PROBLEM TO WORK ON → For each line in the data below that holds "round", return a copy.

EXERCISE MATERIALS →
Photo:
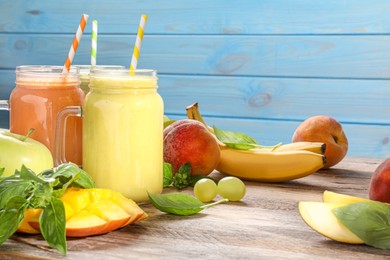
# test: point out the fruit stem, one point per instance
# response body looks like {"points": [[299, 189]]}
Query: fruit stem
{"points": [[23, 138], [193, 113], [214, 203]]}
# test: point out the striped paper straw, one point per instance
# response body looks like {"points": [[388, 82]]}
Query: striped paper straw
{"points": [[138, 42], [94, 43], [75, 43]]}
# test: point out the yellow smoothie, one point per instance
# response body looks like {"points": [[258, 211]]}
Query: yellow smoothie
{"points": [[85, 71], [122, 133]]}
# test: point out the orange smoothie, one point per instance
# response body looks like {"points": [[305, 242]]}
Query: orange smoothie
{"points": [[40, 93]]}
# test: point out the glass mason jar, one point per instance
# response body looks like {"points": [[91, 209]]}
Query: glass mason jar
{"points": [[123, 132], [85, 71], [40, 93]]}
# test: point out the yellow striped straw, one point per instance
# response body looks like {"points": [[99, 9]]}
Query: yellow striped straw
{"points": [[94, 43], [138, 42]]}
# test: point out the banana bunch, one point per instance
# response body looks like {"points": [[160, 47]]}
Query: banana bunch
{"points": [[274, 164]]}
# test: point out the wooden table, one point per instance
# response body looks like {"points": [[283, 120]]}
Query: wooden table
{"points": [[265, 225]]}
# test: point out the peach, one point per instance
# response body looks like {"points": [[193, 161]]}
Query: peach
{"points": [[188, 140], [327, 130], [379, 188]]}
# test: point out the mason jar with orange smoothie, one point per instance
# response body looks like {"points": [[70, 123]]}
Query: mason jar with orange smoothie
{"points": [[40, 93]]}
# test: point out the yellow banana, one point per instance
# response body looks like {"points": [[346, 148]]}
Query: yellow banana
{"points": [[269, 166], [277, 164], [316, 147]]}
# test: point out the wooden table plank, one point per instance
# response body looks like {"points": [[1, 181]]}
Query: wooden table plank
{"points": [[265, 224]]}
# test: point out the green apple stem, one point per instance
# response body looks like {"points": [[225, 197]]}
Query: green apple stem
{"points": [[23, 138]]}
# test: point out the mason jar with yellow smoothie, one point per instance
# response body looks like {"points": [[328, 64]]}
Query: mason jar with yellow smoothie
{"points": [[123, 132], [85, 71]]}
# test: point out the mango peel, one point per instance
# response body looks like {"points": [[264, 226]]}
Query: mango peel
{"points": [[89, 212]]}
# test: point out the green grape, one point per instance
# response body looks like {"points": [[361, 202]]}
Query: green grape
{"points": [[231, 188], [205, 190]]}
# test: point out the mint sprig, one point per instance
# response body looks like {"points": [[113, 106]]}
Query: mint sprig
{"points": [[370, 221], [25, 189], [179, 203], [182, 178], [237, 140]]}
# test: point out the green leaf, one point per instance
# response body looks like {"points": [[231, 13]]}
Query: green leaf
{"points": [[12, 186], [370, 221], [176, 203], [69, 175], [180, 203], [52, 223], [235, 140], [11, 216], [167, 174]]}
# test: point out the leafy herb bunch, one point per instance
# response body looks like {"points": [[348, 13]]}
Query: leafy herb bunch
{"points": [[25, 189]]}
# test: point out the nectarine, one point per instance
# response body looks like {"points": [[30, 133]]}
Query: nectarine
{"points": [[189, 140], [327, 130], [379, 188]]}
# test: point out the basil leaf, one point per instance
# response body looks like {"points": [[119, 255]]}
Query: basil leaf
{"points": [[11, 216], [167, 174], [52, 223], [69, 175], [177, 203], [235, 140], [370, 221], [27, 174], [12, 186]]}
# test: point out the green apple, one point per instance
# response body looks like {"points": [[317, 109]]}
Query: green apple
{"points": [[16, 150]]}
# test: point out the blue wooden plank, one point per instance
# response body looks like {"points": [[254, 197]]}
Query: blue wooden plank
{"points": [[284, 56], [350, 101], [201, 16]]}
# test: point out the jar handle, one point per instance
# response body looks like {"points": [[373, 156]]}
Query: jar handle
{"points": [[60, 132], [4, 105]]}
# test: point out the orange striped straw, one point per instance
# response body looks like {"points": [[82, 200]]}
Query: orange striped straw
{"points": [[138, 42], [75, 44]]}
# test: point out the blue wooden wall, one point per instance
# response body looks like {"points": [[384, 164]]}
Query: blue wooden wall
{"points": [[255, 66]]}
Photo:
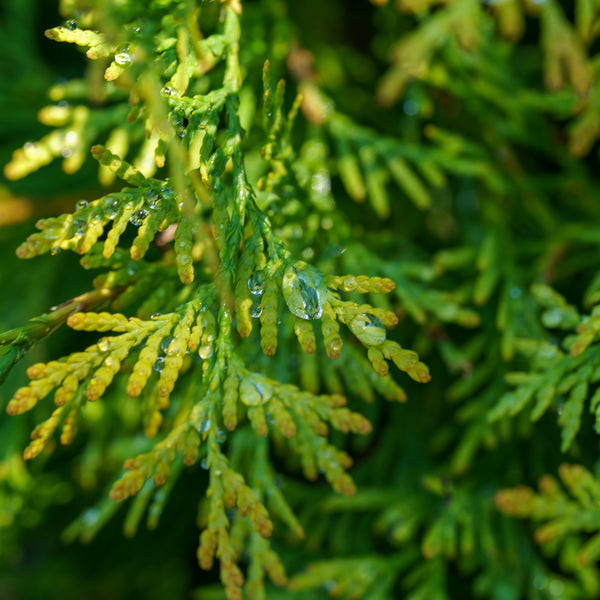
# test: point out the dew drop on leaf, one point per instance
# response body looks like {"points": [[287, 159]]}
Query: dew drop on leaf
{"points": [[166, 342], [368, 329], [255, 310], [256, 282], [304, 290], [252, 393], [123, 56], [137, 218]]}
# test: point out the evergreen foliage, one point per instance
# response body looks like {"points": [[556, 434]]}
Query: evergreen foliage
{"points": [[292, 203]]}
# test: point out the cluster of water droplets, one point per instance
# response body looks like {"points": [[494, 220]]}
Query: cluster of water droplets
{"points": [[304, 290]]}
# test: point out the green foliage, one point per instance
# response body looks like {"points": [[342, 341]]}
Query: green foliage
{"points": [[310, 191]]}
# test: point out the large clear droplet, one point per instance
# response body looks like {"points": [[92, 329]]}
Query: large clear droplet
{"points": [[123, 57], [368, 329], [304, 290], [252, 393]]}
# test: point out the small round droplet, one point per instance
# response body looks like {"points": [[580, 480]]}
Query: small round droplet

COMPLETED TASK →
# test: point out the small round droplet, one point per instance
Query: small round droplet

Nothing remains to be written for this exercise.